Would you please return all of the entries below exactly as shown?

↓↓↓

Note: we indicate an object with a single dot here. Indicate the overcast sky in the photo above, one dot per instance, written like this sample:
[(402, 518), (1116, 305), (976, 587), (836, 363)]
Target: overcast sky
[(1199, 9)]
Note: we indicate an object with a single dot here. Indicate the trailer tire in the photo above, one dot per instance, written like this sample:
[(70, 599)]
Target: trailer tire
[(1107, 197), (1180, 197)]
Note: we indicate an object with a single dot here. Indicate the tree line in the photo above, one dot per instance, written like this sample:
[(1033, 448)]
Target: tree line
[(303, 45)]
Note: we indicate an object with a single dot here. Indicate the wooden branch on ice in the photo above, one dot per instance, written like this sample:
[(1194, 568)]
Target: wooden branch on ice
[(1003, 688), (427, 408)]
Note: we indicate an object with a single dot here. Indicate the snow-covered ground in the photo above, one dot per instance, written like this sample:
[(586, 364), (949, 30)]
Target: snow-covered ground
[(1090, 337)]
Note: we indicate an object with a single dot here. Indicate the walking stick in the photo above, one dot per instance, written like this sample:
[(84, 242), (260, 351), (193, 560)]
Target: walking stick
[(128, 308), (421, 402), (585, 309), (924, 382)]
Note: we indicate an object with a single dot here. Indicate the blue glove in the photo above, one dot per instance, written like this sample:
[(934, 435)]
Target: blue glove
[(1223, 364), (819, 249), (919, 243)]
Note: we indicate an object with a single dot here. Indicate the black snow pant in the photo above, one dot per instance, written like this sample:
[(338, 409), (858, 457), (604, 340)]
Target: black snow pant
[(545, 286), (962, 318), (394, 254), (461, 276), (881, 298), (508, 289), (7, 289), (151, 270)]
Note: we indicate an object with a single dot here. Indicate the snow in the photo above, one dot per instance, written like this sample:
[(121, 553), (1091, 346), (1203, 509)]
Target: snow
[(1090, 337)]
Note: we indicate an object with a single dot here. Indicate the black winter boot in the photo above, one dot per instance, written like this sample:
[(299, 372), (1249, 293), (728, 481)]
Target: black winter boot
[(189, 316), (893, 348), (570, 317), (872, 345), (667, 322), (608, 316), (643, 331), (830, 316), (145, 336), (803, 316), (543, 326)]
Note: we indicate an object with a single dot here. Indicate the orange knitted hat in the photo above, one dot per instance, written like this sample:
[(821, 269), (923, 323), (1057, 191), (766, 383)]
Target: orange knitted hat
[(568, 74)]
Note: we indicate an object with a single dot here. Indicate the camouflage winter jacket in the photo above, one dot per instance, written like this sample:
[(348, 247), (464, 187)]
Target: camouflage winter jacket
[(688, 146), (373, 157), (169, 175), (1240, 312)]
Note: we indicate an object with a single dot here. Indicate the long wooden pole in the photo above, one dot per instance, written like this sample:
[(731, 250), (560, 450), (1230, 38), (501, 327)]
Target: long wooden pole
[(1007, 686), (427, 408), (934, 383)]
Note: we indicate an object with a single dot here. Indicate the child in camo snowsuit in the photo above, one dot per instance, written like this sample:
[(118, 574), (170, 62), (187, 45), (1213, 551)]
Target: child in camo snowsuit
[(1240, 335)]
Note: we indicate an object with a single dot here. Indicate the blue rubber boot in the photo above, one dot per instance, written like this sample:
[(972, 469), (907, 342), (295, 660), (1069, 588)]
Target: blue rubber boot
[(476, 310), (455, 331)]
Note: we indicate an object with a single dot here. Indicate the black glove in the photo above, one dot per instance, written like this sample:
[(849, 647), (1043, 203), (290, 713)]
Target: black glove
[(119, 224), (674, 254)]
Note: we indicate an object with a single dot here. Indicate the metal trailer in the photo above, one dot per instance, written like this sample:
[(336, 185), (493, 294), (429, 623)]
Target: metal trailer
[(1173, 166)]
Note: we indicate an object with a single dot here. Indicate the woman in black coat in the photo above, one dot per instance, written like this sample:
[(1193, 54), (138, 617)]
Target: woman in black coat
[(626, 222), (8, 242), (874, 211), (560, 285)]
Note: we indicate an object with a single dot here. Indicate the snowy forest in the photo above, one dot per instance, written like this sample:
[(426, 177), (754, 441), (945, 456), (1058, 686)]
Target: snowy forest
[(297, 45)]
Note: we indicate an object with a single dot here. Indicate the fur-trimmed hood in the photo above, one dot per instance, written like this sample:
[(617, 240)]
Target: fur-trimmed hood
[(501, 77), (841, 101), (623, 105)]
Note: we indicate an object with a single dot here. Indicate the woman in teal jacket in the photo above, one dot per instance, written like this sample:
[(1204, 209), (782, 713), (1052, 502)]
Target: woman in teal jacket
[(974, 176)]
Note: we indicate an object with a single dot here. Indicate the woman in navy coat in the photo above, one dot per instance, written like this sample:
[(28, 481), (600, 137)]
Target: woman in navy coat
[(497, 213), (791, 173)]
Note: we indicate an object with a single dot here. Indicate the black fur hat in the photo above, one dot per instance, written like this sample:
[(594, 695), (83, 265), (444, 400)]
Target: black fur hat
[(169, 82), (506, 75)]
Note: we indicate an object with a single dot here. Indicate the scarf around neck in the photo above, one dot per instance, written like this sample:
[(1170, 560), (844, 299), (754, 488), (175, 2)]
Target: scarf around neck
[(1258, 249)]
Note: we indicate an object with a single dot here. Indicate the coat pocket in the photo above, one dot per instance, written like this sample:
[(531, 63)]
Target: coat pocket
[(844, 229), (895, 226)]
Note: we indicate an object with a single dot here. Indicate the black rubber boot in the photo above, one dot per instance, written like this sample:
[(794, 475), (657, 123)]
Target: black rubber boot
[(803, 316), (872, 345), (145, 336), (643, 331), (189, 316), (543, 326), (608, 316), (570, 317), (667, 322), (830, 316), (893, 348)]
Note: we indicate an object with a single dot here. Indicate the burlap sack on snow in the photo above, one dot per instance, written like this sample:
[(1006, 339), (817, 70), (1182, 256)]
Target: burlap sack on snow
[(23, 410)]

↑↑↑

• **Answer to the exercise**
Note: we indicate an object with a single dot here. Indicate the overcast sky in the photo above, one dot per instance, written like this sample:
[(402, 518), (1116, 305), (976, 587), (836, 363)]
Target: overcast sky
[(1199, 9)]
Note: we indicate an object with a single dot here. Indicate the trailer tire in the photo above, one dot per instance, written like this sample:
[(70, 599)]
Target: trailer tire
[(1107, 197), (1180, 197)]
Note: we indicate an object with a single dot here. Indicate the tree line in the photo above, one dot per instance, written like this sample:
[(1033, 448)]
Target: tree line
[(303, 45)]
Note: we indicate an object with a single dot here. Indicate the wooden branch on ice in the photo above, one dot per instance, written like this sample:
[(1194, 568)]
Target: wooden branch on ice
[(1003, 688), (427, 408)]
Note: we indicate an object with a single dot here. Indicate the snow-covered ground in the photo above, one dot per instance, written like this sample:
[(586, 364), (949, 30)]
Target: snow-covered ground
[(1090, 337)]
Note: we indicate an object with a single dot here. Indicate the walking stick in the photo above, one dot per instance, written like this sample:
[(84, 242), (260, 351), (193, 560)]
Target: walking stick
[(128, 308), (421, 402), (585, 309), (924, 382)]
Note: we indicate an object with a single dot here. Indicate the blue glove in the photo above, one dot per instance, written like this sample:
[(934, 435)]
Target: blue glove
[(1223, 364), (819, 249), (919, 243)]
Note: we indicate an object with a single dot here. Indicate the black snow pant in the photo above, one dot per instance, written like this sample:
[(338, 409), (858, 457), (604, 340)]
Target: black snow pant
[(545, 286), (962, 318), (394, 254), (461, 276), (881, 298), (508, 289), (7, 289), (151, 270)]
Note: we indicate an object with a single dot here. Indicate the snow in the photo above, one dot per instance, written like this sample:
[(121, 553), (1091, 346), (1203, 509)]
Target: snow
[(1090, 337)]
Note: we indicate an object with a single dot here. Indicate the black winter boot in the photo above, one dot per instance, written like this sample:
[(299, 372), (1249, 293), (728, 481)]
Target: black winter boot
[(189, 316), (893, 348), (570, 317), (872, 345), (667, 322), (608, 316), (643, 331), (830, 316), (145, 336), (803, 316), (543, 326)]
Note: we indicate an object with a single dot here. Indicate the orange knitted hat in the photo above, one dot per instance, written like this sample:
[(821, 269), (923, 323), (1057, 191), (766, 383)]
Target: orange knitted hat
[(568, 74)]
Note: we indicate an object with a single dot here. Indicate the camouflage winter jacket in the photo above, one dot per instance, written like this sample:
[(348, 247), (464, 187)]
Target: camouflage winter jacket
[(688, 146), (373, 157), (169, 175), (1240, 312)]
Note: we indicate an object with a single dot here. Indicate the long wooden pole in the photo above, one dot per instance, written like this sample:
[(731, 250), (560, 450), (1230, 38), (501, 327)]
Target: long wooden pole
[(1007, 686), (427, 408), (934, 383)]
Note: we indicate an object with a single dot here. Indicate the child in camo snowsuit in the photo above, one dot per instance, written like this sample:
[(118, 574), (170, 62), (187, 45), (1213, 551)]
Target: child in camo snowsuit
[(1240, 335)]
Note: we indicate an object with a single dot here. Indicate the blue rubber boot in the photo above, one dot per instance, written like this sample:
[(972, 469), (907, 342), (295, 660), (1069, 588)]
Target: blue rubber boot
[(476, 310), (455, 331)]
Note: we indicate an object with a single dot here. Indicate the black glove in the photo above, one dot per instance, written like this sample:
[(849, 647), (1043, 203), (290, 713)]
Target: black glove
[(119, 224), (674, 254)]
Note: we indicate an object with a single dot here. Indicate the metal trailer in the photo above, one dot per instance, written like this sample:
[(336, 185), (493, 294), (429, 623)]
Target: metal trailer
[(1173, 166)]
Note: we indicate an object with a single dot here. Indicate the woman in black coat in the photo above, one dot per instance, written like this sample:
[(1193, 54), (138, 617)]
Target: woman in black coat
[(626, 222), (8, 242), (874, 211), (560, 285)]
Note: we indicate an object with a single dot here. Indicate the snowy forest in the photo above, one dot per instance, written like this sample:
[(426, 177), (754, 441), (945, 456), (1058, 686)]
Target: snowy forest
[(297, 45)]
Note: we indicate an object with a single dot here. Indicate the fur-trimmed hood in the photo above, one dot per instance, written like this sample:
[(617, 240)]
Target: fur-trimmed hood
[(501, 77), (841, 101), (623, 105)]
Note: we indicate an object with a single dot here. Indicate the woman in teal jacket in the photo above, one dot per instance, written like this sample:
[(1204, 209), (782, 713), (1052, 502)]
Target: woman in teal jacket
[(974, 176)]
Note: we indicate an object with a single dot here. Indicate the woman in navy coat in the photo above, one dot per instance, written like this sample:
[(28, 481), (600, 137)]
Target: woman in navy coat
[(497, 213), (791, 173)]
Note: we indicate an object with a single dot here. Indicate the black fur hat in the photo above, one dot per instance, written like this sample:
[(594, 695), (83, 265), (444, 400)]
Target: black fur hat
[(169, 82), (506, 75)]
Note: we indicate an object with a single dot here. Indicate the scarf around neck in the photo above, one dot per instance, written like this sample:
[(1170, 560), (844, 299), (754, 488), (175, 2)]
Target: scarf around neck
[(1258, 249)]
Note: we indicate an object with a single dot here. Indicate the coat pocket in the photo above, one dot per instance, written like this sample:
[(531, 63)]
Target: coat pocket
[(844, 229), (895, 226)]
Note: we indicate an object with a single dot here. Indicate the black rubber boot in the photo above, one dot per instance, written like this sample:
[(794, 475), (657, 123)]
Target: black rubber boot
[(803, 316), (872, 345), (145, 336), (643, 331), (189, 316), (543, 326), (608, 316), (570, 317), (667, 322), (830, 316), (893, 348)]
Note: we indicate an object with a single dot here. Indicate the burlap sack on snow in the photo above, one dot per instance, written like this sample:
[(1006, 339), (817, 70), (1182, 256)]
Target: burlap sack on snow
[(23, 410)]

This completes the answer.